■ **What the task requires**
Copy the listing from its first line through the line containing "(120, 177), (125, 226)". In your copy, change "Example output" to "Sample output" and leave everything else as it is.

■ **Input rows**
====

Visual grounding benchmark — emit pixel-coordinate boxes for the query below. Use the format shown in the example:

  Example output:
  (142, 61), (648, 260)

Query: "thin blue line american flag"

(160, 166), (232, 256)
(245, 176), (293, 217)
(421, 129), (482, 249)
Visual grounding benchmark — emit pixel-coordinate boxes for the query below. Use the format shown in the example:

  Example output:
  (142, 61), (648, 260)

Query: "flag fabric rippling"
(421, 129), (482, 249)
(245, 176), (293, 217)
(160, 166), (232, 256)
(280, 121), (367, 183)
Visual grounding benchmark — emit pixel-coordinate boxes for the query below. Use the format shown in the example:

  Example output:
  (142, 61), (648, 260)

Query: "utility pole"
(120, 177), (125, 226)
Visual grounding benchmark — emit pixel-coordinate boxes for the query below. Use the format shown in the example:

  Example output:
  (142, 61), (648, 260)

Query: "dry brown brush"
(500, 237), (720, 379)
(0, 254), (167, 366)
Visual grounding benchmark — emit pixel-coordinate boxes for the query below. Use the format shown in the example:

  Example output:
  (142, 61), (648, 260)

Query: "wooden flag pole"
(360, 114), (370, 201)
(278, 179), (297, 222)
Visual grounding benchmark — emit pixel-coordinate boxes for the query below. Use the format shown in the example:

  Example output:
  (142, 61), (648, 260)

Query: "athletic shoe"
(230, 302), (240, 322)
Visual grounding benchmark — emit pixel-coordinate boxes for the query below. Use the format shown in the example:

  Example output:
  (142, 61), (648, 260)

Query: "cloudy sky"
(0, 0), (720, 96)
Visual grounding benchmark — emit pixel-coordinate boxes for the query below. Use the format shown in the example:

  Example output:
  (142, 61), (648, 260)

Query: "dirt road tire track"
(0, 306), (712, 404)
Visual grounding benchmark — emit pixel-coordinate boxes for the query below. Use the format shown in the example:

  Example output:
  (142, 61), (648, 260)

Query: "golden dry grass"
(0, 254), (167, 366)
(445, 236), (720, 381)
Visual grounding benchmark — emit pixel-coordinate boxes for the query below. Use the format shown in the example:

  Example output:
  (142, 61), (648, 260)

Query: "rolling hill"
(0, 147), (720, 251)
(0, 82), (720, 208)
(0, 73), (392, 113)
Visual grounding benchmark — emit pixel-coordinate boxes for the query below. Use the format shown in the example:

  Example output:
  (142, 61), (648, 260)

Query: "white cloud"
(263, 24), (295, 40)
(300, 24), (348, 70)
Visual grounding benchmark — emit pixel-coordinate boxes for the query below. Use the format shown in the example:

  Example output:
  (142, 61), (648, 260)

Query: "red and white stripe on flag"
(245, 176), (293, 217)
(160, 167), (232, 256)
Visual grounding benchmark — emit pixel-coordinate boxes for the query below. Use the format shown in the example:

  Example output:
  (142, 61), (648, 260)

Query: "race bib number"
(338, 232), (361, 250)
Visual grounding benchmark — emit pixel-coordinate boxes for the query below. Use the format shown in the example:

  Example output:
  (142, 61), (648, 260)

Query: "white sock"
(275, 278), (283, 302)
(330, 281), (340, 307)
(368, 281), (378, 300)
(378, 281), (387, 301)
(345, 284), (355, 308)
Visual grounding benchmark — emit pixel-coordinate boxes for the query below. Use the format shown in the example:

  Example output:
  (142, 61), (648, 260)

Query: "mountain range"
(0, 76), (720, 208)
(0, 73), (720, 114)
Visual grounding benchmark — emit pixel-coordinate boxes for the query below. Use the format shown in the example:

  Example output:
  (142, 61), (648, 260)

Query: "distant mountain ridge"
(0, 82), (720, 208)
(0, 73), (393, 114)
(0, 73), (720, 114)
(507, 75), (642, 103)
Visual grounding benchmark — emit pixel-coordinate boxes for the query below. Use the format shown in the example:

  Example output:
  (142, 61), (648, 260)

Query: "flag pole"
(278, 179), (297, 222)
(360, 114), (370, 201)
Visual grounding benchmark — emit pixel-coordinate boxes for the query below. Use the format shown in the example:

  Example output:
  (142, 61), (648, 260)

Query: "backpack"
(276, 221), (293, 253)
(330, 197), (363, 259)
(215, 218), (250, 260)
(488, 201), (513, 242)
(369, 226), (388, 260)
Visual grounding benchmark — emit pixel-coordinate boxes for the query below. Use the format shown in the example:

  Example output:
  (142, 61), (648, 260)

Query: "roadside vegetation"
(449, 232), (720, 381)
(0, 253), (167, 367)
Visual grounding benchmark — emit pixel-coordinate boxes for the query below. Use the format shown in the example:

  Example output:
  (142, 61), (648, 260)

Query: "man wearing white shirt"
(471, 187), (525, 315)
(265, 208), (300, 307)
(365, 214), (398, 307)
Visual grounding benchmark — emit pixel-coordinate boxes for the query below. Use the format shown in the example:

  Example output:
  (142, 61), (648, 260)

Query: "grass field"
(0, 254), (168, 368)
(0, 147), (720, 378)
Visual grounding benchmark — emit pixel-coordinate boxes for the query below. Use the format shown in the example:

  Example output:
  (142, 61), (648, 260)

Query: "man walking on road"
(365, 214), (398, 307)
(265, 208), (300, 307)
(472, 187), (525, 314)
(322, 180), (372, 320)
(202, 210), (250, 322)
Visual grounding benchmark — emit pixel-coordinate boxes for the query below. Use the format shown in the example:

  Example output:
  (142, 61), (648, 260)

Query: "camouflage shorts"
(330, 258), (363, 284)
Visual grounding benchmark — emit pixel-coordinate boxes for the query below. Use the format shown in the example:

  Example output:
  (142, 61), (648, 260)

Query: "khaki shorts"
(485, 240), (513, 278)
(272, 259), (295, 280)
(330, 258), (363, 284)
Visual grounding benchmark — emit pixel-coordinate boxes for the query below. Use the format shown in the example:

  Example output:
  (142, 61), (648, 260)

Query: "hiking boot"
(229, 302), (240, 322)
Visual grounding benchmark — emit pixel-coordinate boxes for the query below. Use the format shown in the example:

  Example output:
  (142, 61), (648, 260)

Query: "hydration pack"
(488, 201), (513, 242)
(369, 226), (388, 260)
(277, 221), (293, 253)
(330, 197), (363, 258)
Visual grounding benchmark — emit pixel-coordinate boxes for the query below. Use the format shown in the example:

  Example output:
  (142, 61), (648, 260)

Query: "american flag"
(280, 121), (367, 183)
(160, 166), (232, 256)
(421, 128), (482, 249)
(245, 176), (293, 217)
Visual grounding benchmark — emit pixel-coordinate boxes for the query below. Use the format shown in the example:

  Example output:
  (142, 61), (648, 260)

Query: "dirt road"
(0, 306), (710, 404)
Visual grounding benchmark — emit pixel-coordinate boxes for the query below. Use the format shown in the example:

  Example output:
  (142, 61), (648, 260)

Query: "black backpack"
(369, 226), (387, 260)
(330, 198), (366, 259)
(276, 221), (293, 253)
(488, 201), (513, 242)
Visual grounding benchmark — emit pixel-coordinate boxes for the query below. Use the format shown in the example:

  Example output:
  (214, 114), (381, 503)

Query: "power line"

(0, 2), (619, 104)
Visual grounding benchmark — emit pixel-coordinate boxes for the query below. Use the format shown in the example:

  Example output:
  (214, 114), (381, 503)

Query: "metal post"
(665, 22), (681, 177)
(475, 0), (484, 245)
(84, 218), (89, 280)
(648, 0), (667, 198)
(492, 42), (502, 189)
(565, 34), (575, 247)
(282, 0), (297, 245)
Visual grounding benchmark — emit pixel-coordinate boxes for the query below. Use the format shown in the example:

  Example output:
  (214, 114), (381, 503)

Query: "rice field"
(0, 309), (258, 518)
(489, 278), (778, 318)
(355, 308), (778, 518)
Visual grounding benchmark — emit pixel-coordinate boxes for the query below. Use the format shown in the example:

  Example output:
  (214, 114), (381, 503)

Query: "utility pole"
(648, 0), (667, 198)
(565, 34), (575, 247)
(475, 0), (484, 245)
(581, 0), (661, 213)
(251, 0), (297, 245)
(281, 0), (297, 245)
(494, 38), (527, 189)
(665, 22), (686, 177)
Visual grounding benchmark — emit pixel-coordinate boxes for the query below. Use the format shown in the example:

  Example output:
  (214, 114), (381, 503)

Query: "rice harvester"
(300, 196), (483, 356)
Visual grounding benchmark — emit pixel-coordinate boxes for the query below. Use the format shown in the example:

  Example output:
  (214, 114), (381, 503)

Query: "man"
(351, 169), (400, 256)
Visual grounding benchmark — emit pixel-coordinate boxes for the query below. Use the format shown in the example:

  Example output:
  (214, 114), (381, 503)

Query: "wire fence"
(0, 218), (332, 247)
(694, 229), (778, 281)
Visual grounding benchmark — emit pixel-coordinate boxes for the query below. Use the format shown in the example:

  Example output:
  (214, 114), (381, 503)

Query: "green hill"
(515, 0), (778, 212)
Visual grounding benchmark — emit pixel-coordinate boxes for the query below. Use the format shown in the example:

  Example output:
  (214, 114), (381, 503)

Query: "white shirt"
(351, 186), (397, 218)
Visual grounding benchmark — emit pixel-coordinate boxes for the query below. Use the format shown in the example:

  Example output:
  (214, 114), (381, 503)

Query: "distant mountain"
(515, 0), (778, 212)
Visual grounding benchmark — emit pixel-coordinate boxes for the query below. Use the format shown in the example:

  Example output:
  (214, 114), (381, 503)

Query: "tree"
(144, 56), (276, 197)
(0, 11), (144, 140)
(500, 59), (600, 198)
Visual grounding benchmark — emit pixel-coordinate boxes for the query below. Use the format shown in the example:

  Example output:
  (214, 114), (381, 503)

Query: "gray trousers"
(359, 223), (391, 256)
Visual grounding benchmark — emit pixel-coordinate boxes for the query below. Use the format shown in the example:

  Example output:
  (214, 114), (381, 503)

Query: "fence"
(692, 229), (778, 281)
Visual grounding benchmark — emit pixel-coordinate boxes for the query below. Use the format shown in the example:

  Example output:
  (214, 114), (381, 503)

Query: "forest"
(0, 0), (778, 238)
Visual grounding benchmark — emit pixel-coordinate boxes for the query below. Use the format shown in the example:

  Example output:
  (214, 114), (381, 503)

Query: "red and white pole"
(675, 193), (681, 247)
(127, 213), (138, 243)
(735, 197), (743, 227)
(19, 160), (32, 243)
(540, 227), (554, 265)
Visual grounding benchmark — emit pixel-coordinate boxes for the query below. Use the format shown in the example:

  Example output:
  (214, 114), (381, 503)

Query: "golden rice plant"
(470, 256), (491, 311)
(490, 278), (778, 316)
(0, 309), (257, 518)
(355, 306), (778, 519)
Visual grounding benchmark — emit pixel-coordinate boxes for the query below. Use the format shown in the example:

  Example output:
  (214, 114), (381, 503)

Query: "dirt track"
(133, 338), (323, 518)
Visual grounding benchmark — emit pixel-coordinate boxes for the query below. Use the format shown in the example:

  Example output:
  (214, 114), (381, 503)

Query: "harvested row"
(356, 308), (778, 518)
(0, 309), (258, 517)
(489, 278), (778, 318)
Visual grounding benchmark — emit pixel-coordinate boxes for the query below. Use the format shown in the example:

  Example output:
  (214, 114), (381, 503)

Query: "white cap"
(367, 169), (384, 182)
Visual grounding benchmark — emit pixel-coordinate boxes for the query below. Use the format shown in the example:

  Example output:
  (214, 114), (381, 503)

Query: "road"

====

■ **Problem solution**
Visual grounding benchmark — emit pixel-coordinate boxes for the query below. Use the format shown in the example:

  Sample output:
  (142, 61), (648, 260)

Query: "thin blue line american flag"

(160, 166), (232, 256)
(245, 176), (293, 217)
(421, 129), (482, 249)
Visual grounding benchmark — emit pixel-coordinate boxes for the query below. Use the format shown in the example:

  Sample output:
  (142, 61), (648, 260)

Query: "flag fabric rippling"
(421, 129), (482, 249)
(245, 176), (293, 217)
(160, 166), (232, 256)
(280, 121), (367, 183)
Visual grounding benchmark — emit pixel-coordinate boxes for the query below. Use the format shown in the example:

  Sample output:
  (142, 61), (648, 260)

Query: "utility pole"
(120, 177), (125, 226)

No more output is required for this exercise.